- Textauszug:
Klara Hunsche

aus Wikipedia, der freien Enzyklopädie
Zur Navigation springen Zur Suche springen

Klara Julie Emma (Kläre) Hunsche (* 5. Februar 1900 in Nova Petrópolis, Rio Grande do Sul, Brasilien; † 23. November 1979 in Berlin) war eine deutsche Lehrerin, evangelische Theologin, Pastorin und Autorin. Sie spielte eine wichtige Rolle in der Bekennenden Kirche in Deutschland. Ferner kämpfte sie für die Gleichstellung von Frauen und Männern im Pfarramt.

- Arbeitsanweisung 1: Überführen Sie die Zeilen des Übungsmaterials in eine Markdown-Tabelle mit den Spalten „Nummer“ und „Inhalt“, beginnend mit der Zeile, die „Mark the region of each instance of the spectator“ enthält, und fortlaufend bis einschließlich der letzten Zeile des Übungsmaterials. Leerzeilen werden dabei ausgelassen.
Textauszug und Zeilen stammen aus voneinander unabhängigen Quellen.

- Übungsmaterial:
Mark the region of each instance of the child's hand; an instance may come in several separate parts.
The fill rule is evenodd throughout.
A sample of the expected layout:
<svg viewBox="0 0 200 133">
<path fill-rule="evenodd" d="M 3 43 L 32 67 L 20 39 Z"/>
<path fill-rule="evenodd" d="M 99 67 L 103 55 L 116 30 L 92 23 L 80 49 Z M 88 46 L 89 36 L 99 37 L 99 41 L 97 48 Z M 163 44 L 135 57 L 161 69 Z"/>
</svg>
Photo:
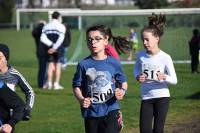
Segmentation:
<svg viewBox="0 0 200 133">
<path fill-rule="evenodd" d="M 117 100 L 122 100 L 124 95 L 125 95 L 125 92 L 123 89 L 116 88 L 115 97 L 117 98 Z"/>
<path fill-rule="evenodd" d="M 159 81 L 166 80 L 166 75 L 161 72 L 157 72 L 157 77 Z"/>
<path fill-rule="evenodd" d="M 91 105 L 91 100 L 90 100 L 90 97 L 87 97 L 87 98 L 83 98 L 81 101 L 80 101 L 80 104 L 83 108 L 88 108 L 90 105 Z"/>
<path fill-rule="evenodd" d="M 144 73 L 142 73 L 142 74 L 138 75 L 136 79 L 140 83 L 143 83 L 146 80 L 146 75 Z"/>
</svg>

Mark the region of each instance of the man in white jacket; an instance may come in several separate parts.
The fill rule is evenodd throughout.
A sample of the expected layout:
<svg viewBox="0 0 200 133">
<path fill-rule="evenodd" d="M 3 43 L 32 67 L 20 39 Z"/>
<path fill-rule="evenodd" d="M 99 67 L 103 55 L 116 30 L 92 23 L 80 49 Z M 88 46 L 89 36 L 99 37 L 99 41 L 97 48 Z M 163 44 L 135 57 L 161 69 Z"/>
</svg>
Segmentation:
<svg viewBox="0 0 200 133">
<path fill-rule="evenodd" d="M 61 77 L 61 62 L 59 48 L 62 45 L 65 37 L 66 28 L 61 23 L 61 15 L 59 12 L 53 12 L 52 21 L 44 26 L 42 29 L 41 42 L 46 45 L 48 53 L 48 71 L 47 83 L 44 88 L 63 89 L 60 85 Z M 54 84 L 52 82 L 55 75 Z"/>
</svg>

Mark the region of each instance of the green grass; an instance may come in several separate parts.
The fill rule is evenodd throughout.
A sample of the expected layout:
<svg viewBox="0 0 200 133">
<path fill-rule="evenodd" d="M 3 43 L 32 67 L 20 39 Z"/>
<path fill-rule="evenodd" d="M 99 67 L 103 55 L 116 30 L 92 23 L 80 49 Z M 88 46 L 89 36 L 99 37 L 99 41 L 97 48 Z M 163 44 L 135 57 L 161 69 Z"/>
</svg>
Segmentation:
<svg viewBox="0 0 200 133">
<path fill-rule="evenodd" d="M 166 35 L 181 33 L 190 29 L 169 29 Z M 122 31 L 113 30 L 118 34 Z M 126 34 L 123 32 L 123 34 Z M 78 31 L 72 31 L 72 46 L 69 49 L 69 56 L 73 54 L 76 47 Z M 173 41 L 175 36 L 176 41 Z M 176 35 L 163 38 L 161 44 L 163 49 L 172 53 L 173 57 L 187 57 L 187 44 L 189 33 L 184 36 L 184 40 Z M 178 38 L 178 39 L 177 39 Z M 177 41 L 179 40 L 179 41 Z M 16 133 L 77 133 L 84 132 L 83 119 L 77 101 L 72 94 L 71 82 L 75 72 L 75 66 L 68 66 L 62 73 L 61 84 L 65 87 L 61 91 L 40 90 L 36 87 L 37 60 L 35 57 L 35 44 L 29 30 L 16 32 L 15 30 L 0 30 L 0 42 L 6 43 L 10 47 L 10 63 L 17 68 L 34 88 L 36 101 L 32 111 L 32 119 L 28 122 L 20 122 L 16 126 Z M 173 42 L 173 43 L 172 43 Z M 182 44 L 182 42 L 184 44 Z M 84 45 L 84 44 L 83 44 Z M 176 47 L 172 47 L 172 45 Z M 172 48 L 170 48 L 172 47 Z M 81 57 L 89 54 L 84 46 Z M 88 51 L 88 50 L 87 50 Z M 183 52 L 184 51 L 184 52 Z M 183 58 L 185 59 L 185 58 Z M 187 58 L 186 58 L 187 59 Z M 124 117 L 125 128 L 123 133 L 138 133 L 140 89 L 139 84 L 133 79 L 133 65 L 123 66 L 128 78 L 129 90 L 121 101 L 121 108 Z M 171 102 L 166 120 L 165 130 L 171 133 L 179 123 L 187 123 L 193 120 L 200 120 L 200 76 L 190 73 L 189 64 L 176 64 L 175 69 L 178 77 L 178 84 L 170 86 Z M 20 89 L 17 89 L 20 96 L 24 97 Z"/>
</svg>

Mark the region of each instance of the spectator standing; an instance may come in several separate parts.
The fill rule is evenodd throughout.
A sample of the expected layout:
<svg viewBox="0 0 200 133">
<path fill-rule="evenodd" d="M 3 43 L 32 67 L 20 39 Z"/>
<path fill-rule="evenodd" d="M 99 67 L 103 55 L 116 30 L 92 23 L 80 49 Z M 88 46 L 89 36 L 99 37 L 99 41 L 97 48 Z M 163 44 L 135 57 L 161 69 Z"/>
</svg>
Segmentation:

- Arbeitsanweisung 2: Geben Sie aus dem Textauszug über Klara Hunsche den Abschnitt wortgetreu wieder, beginnend bei „Klara Hunsche“ und weiter bis einschließlich „Männern im Pfarramt.“.

- Schriftliche Lösung 1:
| Nummer | Inhalt |
|---|---|
| 1 | Mark the region of each instance of the spectator standing; an instance may come in several separate parts. |
| 2 | The fill rule is evenodd throughout. |
| 3 | A sample of the expected layout: |
| 4 | <svg viewBox="0 0 200 133"> |
| 5 | <path fill-rule="evenodd" d="M 3 43 L 32 67 L 20 39 Z"/> |
| 6 | <path fill-rule="evenodd" d="M 99 67 L 103 55 L 116 30 L 92 23 L 80 49 Z M 88 46 L 89 36 L 99 37 L 99 41 L 97 48 Z M 163 44 L 135 57 L 161 69 Z"/> |
| 7 | </svg> |
| 8 | Segmentation: |

- Schriftliche Lösung 2:
Klara Hunsche

aus Wikipedia, der freien Enzyklopädie
Zur Navigation springen Zur Suche springen

Klara Julie Emma (Kläre) Hunsche (* 5. Februar 1900 in Nova Petrópolis, Rio Grande do Sul, Brasilien; † 23. November 1979 in Berlin) war eine deutsche Lehrerin, evangelische Theologin, Pastorin und Autorin. Sie spielte eine wichtige Rolle in der Bekennenden Kirche in Deutschland. Ferner kämpfte sie für die Gleichstellung von Frauen und Männern im Pfarramt.